(Records drawn from a dataset)
★ ★ ★
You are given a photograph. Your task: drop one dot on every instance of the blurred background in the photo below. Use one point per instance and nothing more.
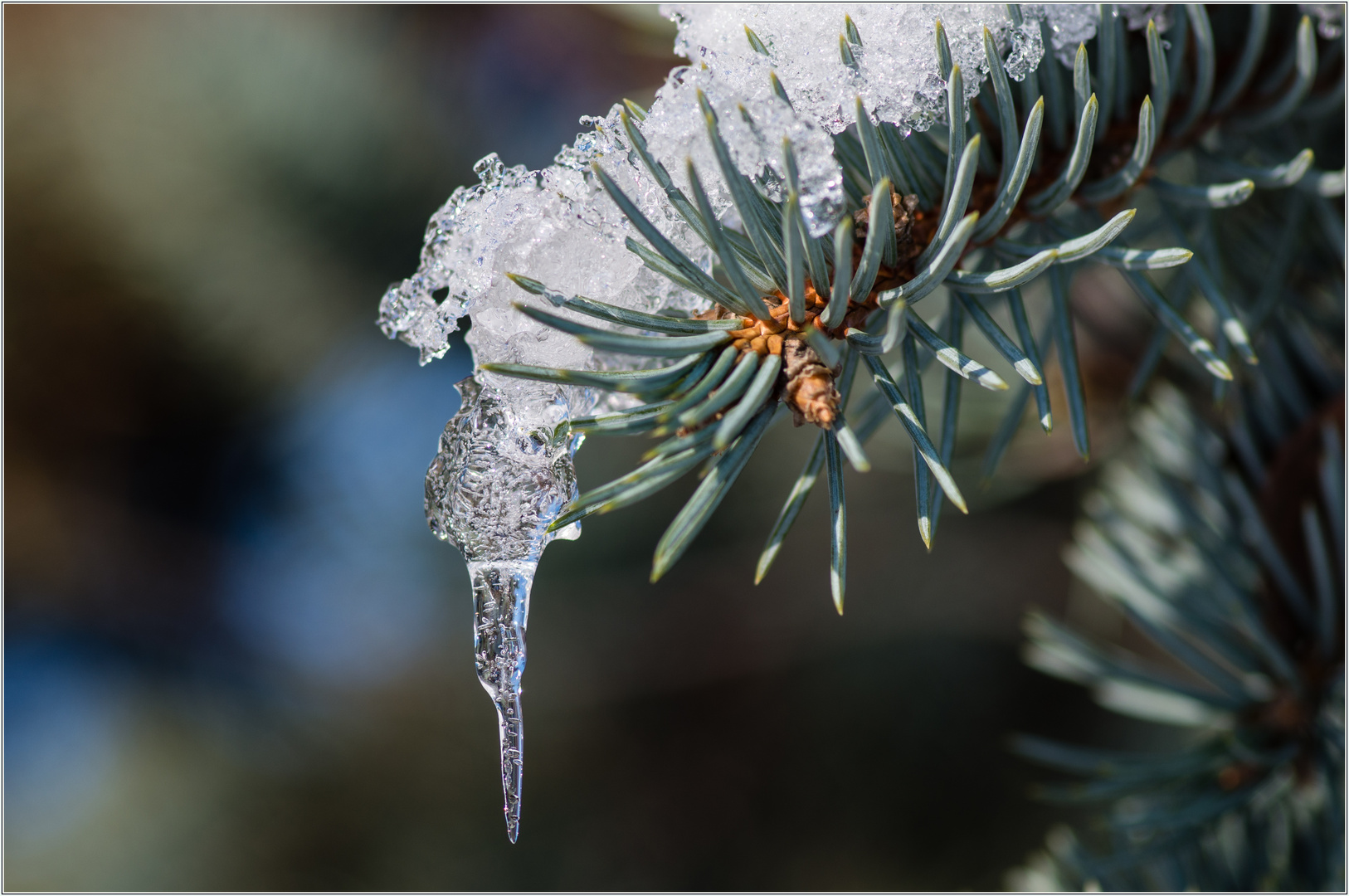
(235, 656)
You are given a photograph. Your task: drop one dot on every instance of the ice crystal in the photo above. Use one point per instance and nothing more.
(504, 471)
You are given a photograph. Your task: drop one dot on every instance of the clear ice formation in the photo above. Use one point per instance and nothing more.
(501, 475)
(495, 485)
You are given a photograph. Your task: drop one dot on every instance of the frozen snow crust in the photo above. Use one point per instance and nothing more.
(558, 226)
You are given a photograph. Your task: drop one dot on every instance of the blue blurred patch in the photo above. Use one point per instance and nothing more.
(342, 581)
(65, 714)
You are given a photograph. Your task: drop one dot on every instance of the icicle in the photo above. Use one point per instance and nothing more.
(501, 613)
(502, 475)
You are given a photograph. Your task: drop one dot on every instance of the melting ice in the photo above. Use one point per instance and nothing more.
(504, 473)
(498, 480)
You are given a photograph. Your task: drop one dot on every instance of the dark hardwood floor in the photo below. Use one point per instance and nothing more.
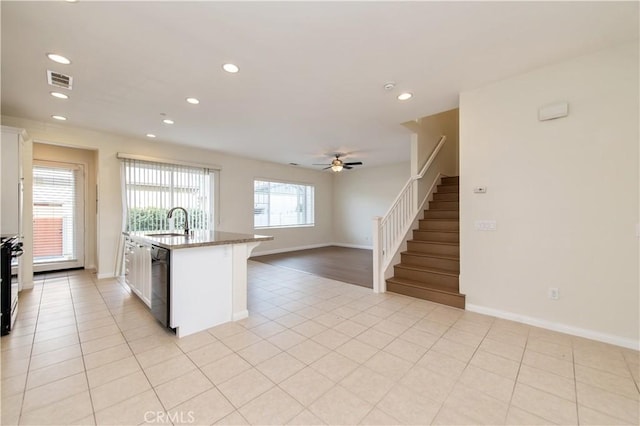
(354, 266)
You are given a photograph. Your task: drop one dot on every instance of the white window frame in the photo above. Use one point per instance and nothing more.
(213, 171)
(277, 181)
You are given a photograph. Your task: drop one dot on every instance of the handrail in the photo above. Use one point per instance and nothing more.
(390, 229)
(419, 176)
(432, 157)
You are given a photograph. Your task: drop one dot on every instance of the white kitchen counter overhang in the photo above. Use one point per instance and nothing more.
(208, 276)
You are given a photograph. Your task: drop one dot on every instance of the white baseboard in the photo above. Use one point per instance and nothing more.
(104, 275)
(284, 250)
(562, 328)
(240, 315)
(312, 246)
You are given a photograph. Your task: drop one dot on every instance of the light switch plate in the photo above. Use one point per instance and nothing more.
(485, 225)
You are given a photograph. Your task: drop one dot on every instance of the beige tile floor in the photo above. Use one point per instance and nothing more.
(313, 351)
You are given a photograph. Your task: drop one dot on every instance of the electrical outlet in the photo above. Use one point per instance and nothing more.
(485, 225)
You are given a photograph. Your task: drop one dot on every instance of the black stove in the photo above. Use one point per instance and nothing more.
(10, 249)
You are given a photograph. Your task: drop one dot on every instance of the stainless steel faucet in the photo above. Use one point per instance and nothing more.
(186, 218)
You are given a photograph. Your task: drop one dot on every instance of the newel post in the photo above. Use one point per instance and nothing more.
(378, 275)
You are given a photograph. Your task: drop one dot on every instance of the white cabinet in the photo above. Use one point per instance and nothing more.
(137, 261)
(10, 167)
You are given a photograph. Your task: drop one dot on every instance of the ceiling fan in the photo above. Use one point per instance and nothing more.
(337, 164)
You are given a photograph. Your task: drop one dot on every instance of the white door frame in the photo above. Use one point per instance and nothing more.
(79, 219)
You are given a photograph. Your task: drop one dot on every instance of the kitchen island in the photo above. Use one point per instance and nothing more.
(199, 283)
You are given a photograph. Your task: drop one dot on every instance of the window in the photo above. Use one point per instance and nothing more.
(279, 204)
(151, 189)
(57, 216)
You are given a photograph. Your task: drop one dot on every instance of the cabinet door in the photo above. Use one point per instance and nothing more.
(145, 274)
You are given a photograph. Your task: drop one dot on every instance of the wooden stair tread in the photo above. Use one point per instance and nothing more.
(421, 285)
(437, 256)
(434, 242)
(427, 269)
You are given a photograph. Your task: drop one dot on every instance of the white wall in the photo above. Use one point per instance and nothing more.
(361, 194)
(564, 194)
(236, 186)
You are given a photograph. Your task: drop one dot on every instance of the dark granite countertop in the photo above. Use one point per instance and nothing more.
(177, 240)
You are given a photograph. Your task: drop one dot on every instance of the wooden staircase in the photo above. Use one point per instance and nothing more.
(430, 267)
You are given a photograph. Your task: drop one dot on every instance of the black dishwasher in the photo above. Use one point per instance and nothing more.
(160, 284)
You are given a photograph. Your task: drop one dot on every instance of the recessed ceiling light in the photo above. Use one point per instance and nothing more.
(58, 58)
(230, 68)
(59, 95)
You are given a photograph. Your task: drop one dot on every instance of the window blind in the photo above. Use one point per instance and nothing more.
(278, 204)
(150, 189)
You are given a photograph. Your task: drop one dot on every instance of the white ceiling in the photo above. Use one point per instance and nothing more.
(311, 74)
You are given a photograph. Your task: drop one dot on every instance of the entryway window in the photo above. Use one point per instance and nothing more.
(58, 216)
(281, 204)
(151, 189)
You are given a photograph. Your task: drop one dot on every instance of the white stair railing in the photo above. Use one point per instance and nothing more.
(389, 230)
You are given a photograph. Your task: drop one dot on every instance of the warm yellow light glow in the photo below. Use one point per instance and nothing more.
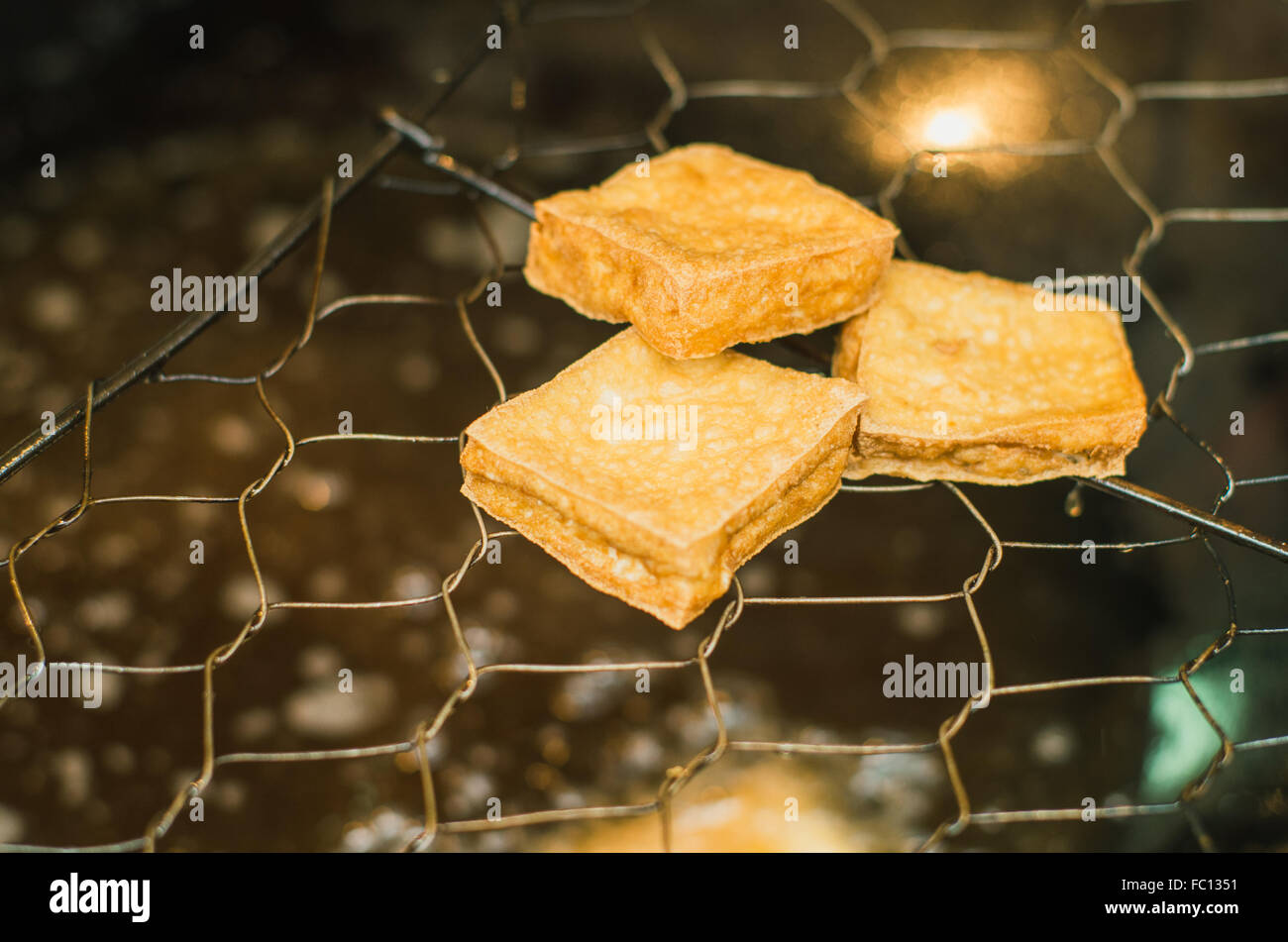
(951, 128)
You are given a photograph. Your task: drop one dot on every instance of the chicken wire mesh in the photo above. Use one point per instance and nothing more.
(716, 728)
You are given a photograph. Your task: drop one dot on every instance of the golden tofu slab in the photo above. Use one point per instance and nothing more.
(655, 478)
(709, 250)
(967, 381)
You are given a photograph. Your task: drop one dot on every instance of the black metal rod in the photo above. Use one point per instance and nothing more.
(1211, 523)
(147, 364)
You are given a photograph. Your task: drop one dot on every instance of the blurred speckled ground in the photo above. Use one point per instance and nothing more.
(168, 157)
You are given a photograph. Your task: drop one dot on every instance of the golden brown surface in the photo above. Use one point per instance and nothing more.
(1021, 395)
(699, 255)
(661, 520)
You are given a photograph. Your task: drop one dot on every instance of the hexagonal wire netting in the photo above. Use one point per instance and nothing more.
(861, 90)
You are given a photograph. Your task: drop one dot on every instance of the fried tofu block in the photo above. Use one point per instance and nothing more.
(709, 250)
(655, 478)
(967, 381)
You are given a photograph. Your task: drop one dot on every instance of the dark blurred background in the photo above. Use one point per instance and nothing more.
(170, 157)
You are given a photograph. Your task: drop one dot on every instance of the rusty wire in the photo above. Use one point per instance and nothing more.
(681, 93)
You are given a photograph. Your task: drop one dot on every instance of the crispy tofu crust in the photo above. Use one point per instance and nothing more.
(664, 519)
(967, 381)
(699, 255)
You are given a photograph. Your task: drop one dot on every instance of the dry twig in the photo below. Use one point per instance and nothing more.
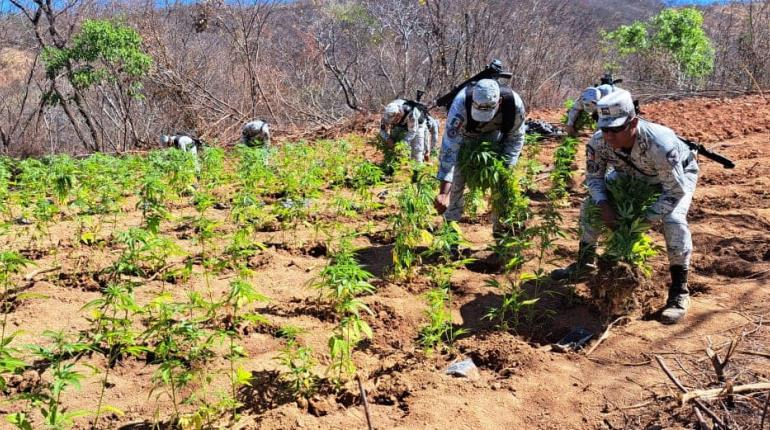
★ ★ ★
EXERCISE AIM
Can you retype every record above exactly, leaving out the pictures?

REPLY
You are given a photograph. Your task: drop one dot on every instance of the blurred background in the photo below. Use one point per instance and nothing more.
(235, 656)
You are given a photograph. Your task: drop one dot on every instance of the ice crystal in the photo above. Use one point per instance and nothing more.
(504, 471)
You are given a photograph. Your task: drop one dot on every instance of the clear ice formation in the photo above. Use one point per instance and nothing more.
(501, 475)
(495, 485)
You are given a photograph. Your task: drop one dot on every instance of the frozen snow crust in the photo above. Use one point per instance and nothing more.
(558, 226)
You are given a photograph. Your task: drop one dot on every instance of the blue blurred patch in the photo above. Use one point per instance and nothing more.
(342, 581)
(65, 714)
You are given a photograph. Your task: drop one dot on every instance of the icicle in the photo above. Use one point per instance and nothing more.
(501, 613)
(502, 475)
You are given a photograph. Your task: drop one dot on every instance of the melting ice in the photo above. Use one point per instance and nothing more.
(504, 473)
(498, 480)
You are given a photograph. Your task: drop one dot on every instance of the dark hardwood floor in the photo below. Use one point per instance and nothing more.
(354, 266)
You are given a photograph. Your task: drop one dot on every instance of the white window frame in the photo above. Use one point per instance and nothing more.
(213, 171)
(277, 181)
You are given a photograph. Your task: drop one dot on every instance of the handrail in the photo above. Use one point per instance and nothing more.
(390, 229)
(419, 176)
(432, 157)
You are given a photograph. Your task: drop one dot on every instance of the white kitchen counter overhang in the photo above. Use one point per instance and nothing more.
(208, 276)
You are given a photograph. Your task: drop one dot on every instance of the white baseboard in the photo above. Use one point per instance and nothing more.
(104, 275)
(284, 250)
(562, 328)
(240, 315)
(312, 246)
You are given a photograph. Your task: drop one dot on every instance of the light switch plate in the photo above. Use one point per instance and nothing more.
(485, 225)
You are given a photograph. Your task: drop one dot on every instance of the beige tile floor in the photo above. Use one point per instance and nothing more.
(313, 351)
You are given a photograph. Your task: drop one dot on every instance of the electrical outlet in the photo above. Use one point per instance and nothing more.
(485, 225)
You are given a photograph. Your task: drop one dot on every instance of the black stove in the photo above. Use one point per instance and nothing more.
(10, 249)
You are given a photograph. Your task: drop one dot on every instance of the stainless steel faucet in the photo above. Use one point per instance and nothing more.
(186, 218)
You are given a photograph. Your task: drop one dot on every instance of the newel post in the photo above. Use one point per instance and nothing more.
(378, 275)
You are given a photograph. Your task: drop one dot on every instance of the white cabinet in the photo above. Use one point per instance and nothing more.
(137, 261)
(10, 167)
You are given a photograph. Your task: drop one dot on every instance of the ceiling fan in the photo above. Use one point per instance and nothing more.
(337, 164)
You are given a photograph. Your task: drop one dot on every instance of the white door frame in the photo above. Use one point per instance and nothing more.
(79, 219)
You are given a photograph. Your task: drop one dot on every instance of the kitchen island in the photo above. Use one point per instance and nothing more.
(199, 283)
You are given a photograph. Your task: drop one dot on every instance of the window in the photo above. Use one point per instance and nothing more.
(279, 204)
(151, 189)
(57, 216)
You are given a photograph. Your task: drop one dot on every instance of the cabinet door in the photo above. Use one point per instance and nothing more.
(145, 274)
You are given a photograph. Your task: drop one dot on every instance of the wooden stair tread in the photo above. Use one point per instance and nothing more.
(421, 285)
(437, 256)
(434, 242)
(427, 269)
You are given a photograph. Your task: drop one dot on every instance of the white wall in the photo above. Use one point per instance and nothing more.
(361, 194)
(564, 194)
(236, 186)
You are given a photograph. Your task: drop one dot on every instance of the dark granite countertop in the photo above. Use one point per instance and nothing more.
(177, 240)
You are given a photograph. Your task: drop one dot on every instance of the wooden staircase in the photo above. Use one point per instance and nothing more.
(430, 267)
You are given a photograph. Your task: drop one dot on every instance of the black dishwasher in the photo above. Use one point per instance and nothing more.
(160, 284)
You are given a photograph. Your task: drop one dot on every instance of the recessed ceiling light in the photo above. Use one point per instance and nothing more.
(58, 58)
(230, 68)
(59, 95)
You are given a photograph. Your task: drop one dot on every instance of the window blind in the photo above. Use one point per instance and nothing more.
(278, 204)
(150, 189)
You are given a photograph. Your task: drop one dot on every instance of the white ceiling in the photo above. Use one point per instance and nothing more.
(311, 74)
You are given a photograph. Your task: drop one dot on every instance of the entryway window in the photo above. Use one point per instance and nothing more.
(58, 216)
(281, 204)
(151, 189)
You are given a photograph. Your task: drop one dot on every instance of the white stair railing in the photo above. Use one point per instance and nothing more.
(389, 230)
You are given a photograph. Your task: drop one dot on every instance of the warm yellow light glow in the photo below. Use one point per instance and nothing more.
(951, 128)
You are given a photograph. Your task: drop one dot on every instance of the chicken wire mesh in the photo above. Use one point per instance and nothing more.
(716, 728)
You are given a photograph. Your task: drop one dot on every instance of the golden tofu slab in the photo above. Use one point per instance and nothing more.
(655, 478)
(709, 250)
(967, 381)
You are given a photograph. Your task: drop one dot on every instance of the black metal rod in the photo above. Use one point per instance and nothing more.
(1211, 523)
(147, 364)
You are given a photograph. Your task: drop one dot on every instance of the blurred speckled ground in the photo above. Use one point per instance and nothing more.
(168, 157)
You are given a photograph. Your task: drop one dot on every instance of the golden brown surface in the photo above. Use one point per instance and nothing more.
(1021, 395)
(699, 255)
(661, 520)
You are given a photograph. Your task: drop one dot on every instance of the hexagonal wire netting in the photo above. Use one point per instance and nothing more.
(861, 90)
You are given a photograph. Your task: drop one dot on every instance of the fried tofu block in the photo above. Use one point per instance and nothing more.
(709, 250)
(655, 478)
(967, 381)
You are given a photograph. Your task: drop one dot on every instance of the dark blurred background in the photo above. Use one point per instance and nothing more.
(170, 157)
You are given a photograph. Your task: drop one dot on every instance of the rusty wire in the photo above. Use one point per instance and nothing more.
(681, 93)
You are given a photograph. Your task: drop one dot on every instance of the crispy tofu crust in the photo above. Use one point per instance and nothing more.
(664, 519)
(967, 381)
(699, 255)
You are given a photograph. Your task: drop one dot on every instance of the dry twig in the photo below. Use one point per instance and nothing more.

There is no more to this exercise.